[GOAL OF THE EXERCISE]
Print the part of the rows below that starts with the line containing "the umbrella tip" and runs through the end of the rows, repeating each line exactly. Leave out the pictures.

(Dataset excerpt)

========

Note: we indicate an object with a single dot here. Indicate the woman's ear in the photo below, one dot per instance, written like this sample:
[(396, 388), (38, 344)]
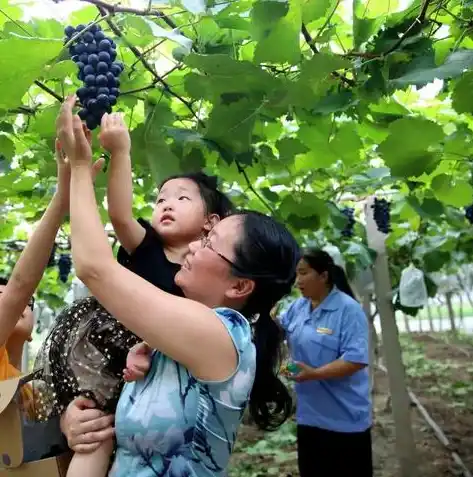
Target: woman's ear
[(241, 288), (211, 221)]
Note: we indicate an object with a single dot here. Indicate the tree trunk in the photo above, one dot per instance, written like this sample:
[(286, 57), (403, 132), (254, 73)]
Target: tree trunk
[(405, 444), (429, 315), (373, 341), (451, 314), (406, 323), (461, 309)]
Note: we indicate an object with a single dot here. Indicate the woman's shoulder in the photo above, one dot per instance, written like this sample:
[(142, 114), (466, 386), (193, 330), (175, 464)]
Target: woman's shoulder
[(237, 325)]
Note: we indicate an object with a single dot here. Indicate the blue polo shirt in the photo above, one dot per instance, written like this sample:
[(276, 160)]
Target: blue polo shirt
[(336, 329)]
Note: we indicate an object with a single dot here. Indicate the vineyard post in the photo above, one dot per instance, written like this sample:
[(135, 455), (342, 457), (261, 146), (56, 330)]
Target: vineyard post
[(405, 444), (371, 338)]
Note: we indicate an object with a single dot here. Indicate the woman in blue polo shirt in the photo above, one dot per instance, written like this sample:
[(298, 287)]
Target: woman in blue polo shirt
[(327, 334)]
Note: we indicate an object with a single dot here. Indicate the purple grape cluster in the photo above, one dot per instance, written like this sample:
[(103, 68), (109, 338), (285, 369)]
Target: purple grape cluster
[(469, 213), (64, 265), (349, 213), (382, 215), (95, 55)]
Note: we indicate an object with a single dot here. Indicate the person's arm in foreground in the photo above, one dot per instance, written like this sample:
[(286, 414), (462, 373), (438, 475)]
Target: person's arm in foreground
[(33, 260), (186, 331), (114, 138)]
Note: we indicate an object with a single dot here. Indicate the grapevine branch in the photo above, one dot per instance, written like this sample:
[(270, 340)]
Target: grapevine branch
[(145, 63), (418, 21), (310, 42), (242, 171), (135, 11), (49, 91)]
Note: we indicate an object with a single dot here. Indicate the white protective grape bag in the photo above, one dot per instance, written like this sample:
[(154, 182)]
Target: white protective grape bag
[(412, 288)]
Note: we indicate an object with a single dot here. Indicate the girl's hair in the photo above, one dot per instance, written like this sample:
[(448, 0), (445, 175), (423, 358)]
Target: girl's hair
[(321, 262), (216, 202), (268, 254)]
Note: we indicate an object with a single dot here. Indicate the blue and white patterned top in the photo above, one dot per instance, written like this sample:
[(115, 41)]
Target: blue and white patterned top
[(174, 425)]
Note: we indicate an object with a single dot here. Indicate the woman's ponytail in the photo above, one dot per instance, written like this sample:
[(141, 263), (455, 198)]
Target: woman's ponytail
[(270, 401), (340, 280)]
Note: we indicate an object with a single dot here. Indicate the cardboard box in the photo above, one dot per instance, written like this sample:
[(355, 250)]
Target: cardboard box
[(20, 438)]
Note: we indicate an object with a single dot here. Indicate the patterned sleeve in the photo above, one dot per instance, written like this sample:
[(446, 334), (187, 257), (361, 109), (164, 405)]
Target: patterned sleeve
[(222, 404), (124, 258), (235, 389)]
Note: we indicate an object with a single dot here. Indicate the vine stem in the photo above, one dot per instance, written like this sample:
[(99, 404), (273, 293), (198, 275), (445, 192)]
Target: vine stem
[(144, 62), (418, 21), (310, 42), (135, 11), (242, 171)]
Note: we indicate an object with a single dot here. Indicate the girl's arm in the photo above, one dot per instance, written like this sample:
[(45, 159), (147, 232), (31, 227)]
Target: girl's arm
[(184, 330), (114, 137), (33, 260)]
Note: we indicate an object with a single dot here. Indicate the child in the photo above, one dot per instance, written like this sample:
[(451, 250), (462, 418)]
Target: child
[(85, 353)]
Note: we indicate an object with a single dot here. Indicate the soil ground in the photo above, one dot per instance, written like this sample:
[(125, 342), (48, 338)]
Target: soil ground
[(440, 376)]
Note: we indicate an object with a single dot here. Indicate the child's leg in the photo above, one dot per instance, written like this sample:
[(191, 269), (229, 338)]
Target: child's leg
[(95, 464)]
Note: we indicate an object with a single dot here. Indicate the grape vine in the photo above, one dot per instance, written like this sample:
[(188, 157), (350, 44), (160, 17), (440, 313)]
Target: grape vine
[(382, 214), (469, 213), (94, 54), (64, 265), (349, 213)]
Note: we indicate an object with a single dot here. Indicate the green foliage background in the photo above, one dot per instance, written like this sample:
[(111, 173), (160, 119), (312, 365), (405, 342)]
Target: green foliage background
[(301, 107)]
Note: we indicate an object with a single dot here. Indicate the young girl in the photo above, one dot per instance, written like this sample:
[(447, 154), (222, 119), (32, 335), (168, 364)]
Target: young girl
[(85, 352)]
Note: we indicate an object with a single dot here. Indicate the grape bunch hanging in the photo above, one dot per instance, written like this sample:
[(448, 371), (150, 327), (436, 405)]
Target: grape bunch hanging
[(382, 214), (95, 55), (469, 213), (349, 213)]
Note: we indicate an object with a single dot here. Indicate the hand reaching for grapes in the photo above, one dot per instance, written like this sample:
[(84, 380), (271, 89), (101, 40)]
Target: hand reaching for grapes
[(72, 135), (138, 362), (114, 136)]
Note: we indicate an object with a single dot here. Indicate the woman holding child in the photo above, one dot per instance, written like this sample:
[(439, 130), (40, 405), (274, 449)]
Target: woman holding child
[(208, 362)]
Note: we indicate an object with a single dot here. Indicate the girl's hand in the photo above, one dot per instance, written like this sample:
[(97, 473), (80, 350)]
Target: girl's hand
[(86, 428), (138, 362), (72, 135), (114, 136)]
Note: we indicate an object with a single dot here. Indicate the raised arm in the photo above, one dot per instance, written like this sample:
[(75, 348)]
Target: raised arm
[(30, 267), (34, 258), (114, 138), (182, 329)]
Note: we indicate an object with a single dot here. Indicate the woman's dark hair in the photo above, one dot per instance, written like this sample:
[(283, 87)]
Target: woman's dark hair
[(216, 202), (321, 262), (268, 254)]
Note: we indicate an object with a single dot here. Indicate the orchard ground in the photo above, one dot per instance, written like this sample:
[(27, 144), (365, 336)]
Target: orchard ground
[(441, 377)]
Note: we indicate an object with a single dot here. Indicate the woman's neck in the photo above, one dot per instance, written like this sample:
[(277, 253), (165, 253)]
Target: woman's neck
[(176, 253), (15, 353)]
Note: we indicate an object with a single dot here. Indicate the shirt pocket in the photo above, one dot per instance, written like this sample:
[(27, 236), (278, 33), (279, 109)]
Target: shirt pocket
[(323, 349)]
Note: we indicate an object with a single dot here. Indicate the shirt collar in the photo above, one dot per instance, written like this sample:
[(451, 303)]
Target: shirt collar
[(330, 302)]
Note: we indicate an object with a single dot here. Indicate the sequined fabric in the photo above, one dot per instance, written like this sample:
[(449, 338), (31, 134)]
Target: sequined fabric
[(83, 355)]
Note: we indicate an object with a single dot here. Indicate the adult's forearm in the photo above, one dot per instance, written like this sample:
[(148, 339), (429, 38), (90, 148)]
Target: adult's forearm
[(90, 247), (30, 268), (120, 188)]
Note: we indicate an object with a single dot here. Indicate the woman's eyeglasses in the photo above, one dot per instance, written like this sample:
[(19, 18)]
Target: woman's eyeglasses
[(206, 243)]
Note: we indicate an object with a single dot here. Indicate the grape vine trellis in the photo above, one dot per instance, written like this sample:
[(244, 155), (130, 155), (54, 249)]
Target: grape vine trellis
[(301, 107)]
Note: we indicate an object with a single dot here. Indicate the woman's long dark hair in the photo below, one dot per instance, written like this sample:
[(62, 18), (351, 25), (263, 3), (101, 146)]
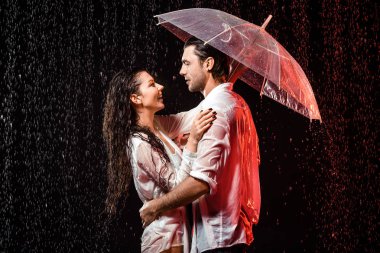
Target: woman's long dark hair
[(119, 125)]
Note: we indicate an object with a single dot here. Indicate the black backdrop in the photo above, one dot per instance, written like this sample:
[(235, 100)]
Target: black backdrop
[(319, 181)]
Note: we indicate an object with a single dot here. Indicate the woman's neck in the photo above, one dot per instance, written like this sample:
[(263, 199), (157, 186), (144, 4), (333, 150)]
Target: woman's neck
[(146, 119)]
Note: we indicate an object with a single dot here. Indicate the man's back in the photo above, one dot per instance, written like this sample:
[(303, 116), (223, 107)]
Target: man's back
[(228, 159)]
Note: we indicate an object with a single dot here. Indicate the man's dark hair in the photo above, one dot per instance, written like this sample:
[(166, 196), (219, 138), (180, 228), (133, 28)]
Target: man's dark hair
[(203, 51)]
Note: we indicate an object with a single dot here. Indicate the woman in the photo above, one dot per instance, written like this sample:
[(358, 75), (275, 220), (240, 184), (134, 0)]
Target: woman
[(136, 146)]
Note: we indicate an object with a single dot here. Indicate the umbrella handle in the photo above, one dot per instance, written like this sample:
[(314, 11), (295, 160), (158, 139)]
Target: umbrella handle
[(266, 22)]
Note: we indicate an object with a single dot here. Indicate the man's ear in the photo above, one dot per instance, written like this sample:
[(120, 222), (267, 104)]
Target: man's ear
[(209, 63), (135, 99)]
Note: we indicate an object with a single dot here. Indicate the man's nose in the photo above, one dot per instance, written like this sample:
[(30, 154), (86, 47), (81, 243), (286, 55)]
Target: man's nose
[(159, 86), (182, 71)]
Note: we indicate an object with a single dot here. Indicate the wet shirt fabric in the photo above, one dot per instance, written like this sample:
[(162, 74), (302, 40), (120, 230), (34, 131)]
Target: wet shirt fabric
[(228, 161), (153, 178)]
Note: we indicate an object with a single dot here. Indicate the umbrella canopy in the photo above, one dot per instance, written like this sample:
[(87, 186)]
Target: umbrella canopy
[(270, 68)]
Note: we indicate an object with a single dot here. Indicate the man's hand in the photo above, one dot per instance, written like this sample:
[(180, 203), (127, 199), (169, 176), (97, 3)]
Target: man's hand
[(148, 213)]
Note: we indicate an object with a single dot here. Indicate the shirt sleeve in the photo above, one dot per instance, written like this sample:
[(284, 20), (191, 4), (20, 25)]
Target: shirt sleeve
[(175, 124), (213, 151), (160, 171)]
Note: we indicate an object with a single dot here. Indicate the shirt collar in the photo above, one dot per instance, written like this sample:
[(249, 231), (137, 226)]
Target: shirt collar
[(219, 88)]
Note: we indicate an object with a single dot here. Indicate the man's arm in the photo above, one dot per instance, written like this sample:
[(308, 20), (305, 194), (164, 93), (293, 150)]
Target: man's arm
[(175, 124), (186, 192)]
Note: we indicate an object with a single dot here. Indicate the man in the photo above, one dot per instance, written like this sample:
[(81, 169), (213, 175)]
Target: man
[(224, 181)]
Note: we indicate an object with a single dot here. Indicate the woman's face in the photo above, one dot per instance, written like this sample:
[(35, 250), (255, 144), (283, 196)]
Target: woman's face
[(150, 93)]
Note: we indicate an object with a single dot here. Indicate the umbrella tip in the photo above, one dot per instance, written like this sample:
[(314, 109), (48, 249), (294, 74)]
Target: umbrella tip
[(266, 22)]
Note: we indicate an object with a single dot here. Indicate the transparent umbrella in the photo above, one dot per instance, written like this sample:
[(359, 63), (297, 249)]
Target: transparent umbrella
[(270, 68)]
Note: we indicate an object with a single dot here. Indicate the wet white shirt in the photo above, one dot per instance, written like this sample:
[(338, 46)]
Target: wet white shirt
[(228, 161), (153, 178)]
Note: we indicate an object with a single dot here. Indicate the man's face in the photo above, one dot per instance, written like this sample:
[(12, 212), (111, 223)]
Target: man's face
[(193, 71)]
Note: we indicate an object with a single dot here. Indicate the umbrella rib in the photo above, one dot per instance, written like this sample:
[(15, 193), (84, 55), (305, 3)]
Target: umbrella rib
[(272, 51), (230, 28)]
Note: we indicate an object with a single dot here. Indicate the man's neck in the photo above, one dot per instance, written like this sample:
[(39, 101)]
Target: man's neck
[(210, 85)]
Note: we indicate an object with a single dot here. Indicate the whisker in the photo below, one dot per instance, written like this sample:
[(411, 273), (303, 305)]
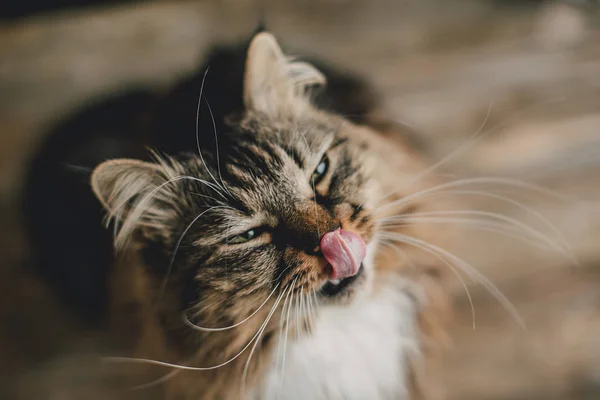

========

[RESULT OF THE EXERCISE]
Note: we indicate an object with a single dot here. Indicate the umbrella tip in the photo above, one dot per instance, written like this sample:
[(314, 109), (48, 249), (294, 74)]
Target: umbrella tip
[(266, 22)]
Note: we indicate an object with a single dot here. Indicate the transparent umbrella in the photo above, one dot per instance, written like this sample:
[(359, 63), (297, 249)]
Target: transparent umbrella
[(270, 68)]
Note: we indicate an object with a single dot here. Indicate the wet white shirt in the photo above, one dot per instance, written like this sample:
[(338, 46)]
Target: wet white shirt
[(228, 161), (153, 178)]
Note: we indicate an object with a single dot here. Indicate the man's face in the photo above, one dot per instance, written like this sample:
[(12, 212), (111, 223)]
Target: man's face
[(193, 71)]
Note: we indicate an object with a single dot here. Indicate the umbrella rib in the photo above, one dot per instance, written like this sample:
[(15, 193), (84, 55), (305, 3)]
Target: umbrella rib
[(272, 51), (230, 28)]
Note: we indicate an object with a single dot here. Indicate the man's neck in the photo above, one dot per instance, written like this sample:
[(39, 101)]
Target: man's neck
[(210, 85)]
Note: we indicate an object with a single dot here. Indicate the whisker in the photo below, one dot per instance, written like this sample:
[(411, 273), (303, 305)]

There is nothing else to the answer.